Start of Excerpted text

I’m the type of person who likes things simple.

I don’t own a car. I only have one monthly bill in my name. I use debit instead of credit.

But as we enter 2011, things are getting more complicated. After we registered as an LLC, I realized, “Ugh, we have to start keeping track of things now. This is for real.”

We have a lot going on. Researching production. Updating the blog. Photography. Managing money and paperwork for taxes. Product design. Social Media.

Life just became a lot less simple.

So, being part of the millennial generation and all, I started Googling “lifehacking.”

For those of you who aren’t familiar with the term, I’ll save you a trip to Wikipedia:

“The term ‘life hack’ refers to productivity tricks that programmers devise and employ to cut through information overload and organize their data… Today, anything that solves an everyday problem in a clever or non-obvious way might be called a life hack.”

End of Excerpted text

**Given request 1:** Reproduce the lifehacking passage from "But as we enter" to "lot less simple.", word for word.
**Given request 2:** Decide whether each statement agrees with the lifehacking passage, giving yes or no and quoting the words that settle it: (a) The writer owns a car. (b) The writer pays with debit rather than credit. (c) The writer has several monthly bills in their own name.

Start of Entries supplied

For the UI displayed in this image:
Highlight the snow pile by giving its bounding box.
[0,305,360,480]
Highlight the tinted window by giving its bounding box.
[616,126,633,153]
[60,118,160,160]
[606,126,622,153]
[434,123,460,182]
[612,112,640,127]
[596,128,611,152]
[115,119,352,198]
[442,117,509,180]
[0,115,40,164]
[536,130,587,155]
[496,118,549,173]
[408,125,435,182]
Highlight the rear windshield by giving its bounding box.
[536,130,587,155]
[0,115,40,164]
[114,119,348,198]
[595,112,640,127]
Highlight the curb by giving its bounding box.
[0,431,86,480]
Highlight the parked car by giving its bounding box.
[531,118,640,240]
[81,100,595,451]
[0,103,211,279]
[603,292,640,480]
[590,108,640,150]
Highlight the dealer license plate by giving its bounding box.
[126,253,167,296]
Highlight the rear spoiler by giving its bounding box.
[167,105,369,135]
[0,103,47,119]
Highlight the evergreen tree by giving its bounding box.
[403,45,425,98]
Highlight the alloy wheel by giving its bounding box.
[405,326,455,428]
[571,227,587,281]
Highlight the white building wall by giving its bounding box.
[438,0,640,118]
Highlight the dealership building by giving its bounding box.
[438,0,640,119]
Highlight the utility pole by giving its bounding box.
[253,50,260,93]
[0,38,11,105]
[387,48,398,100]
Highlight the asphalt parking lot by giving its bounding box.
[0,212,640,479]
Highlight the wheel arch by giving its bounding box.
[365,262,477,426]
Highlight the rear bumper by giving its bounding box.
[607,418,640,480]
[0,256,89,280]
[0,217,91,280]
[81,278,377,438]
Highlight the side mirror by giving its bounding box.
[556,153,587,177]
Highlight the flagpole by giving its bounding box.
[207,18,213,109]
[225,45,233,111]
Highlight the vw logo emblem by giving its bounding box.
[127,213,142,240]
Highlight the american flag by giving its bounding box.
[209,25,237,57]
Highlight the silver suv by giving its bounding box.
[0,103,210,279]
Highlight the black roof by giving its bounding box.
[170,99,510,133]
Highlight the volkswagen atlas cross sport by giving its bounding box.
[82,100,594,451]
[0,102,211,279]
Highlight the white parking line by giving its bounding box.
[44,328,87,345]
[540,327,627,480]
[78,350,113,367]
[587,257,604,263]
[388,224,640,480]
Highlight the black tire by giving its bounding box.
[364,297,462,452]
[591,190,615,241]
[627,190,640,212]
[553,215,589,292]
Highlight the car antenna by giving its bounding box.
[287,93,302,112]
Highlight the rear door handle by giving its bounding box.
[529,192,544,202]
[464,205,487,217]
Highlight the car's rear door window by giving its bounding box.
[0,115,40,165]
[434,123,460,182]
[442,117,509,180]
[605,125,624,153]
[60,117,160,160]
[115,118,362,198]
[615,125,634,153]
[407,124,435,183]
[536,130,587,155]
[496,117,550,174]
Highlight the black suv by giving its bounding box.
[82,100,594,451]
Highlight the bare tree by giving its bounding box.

End of Entries supplied

**Worked solution 1:**
But as we enter 2011, things are getting more complicated. After we registered as an LLC, I realized, “Ugh, we have to start keeping track of things now. This is for real.”

We have a lot going on. Researching production. Updating the blog. Photography. Managing money and paperwork for taxes. Product design. Social Media.

Life just became a lot less simple.

**Worked solution 2:**
(a) No: "I don’t own a car."
(b) Yes: "I use debit instead of credit."
(c) No: "I only have one monthly bill in my name."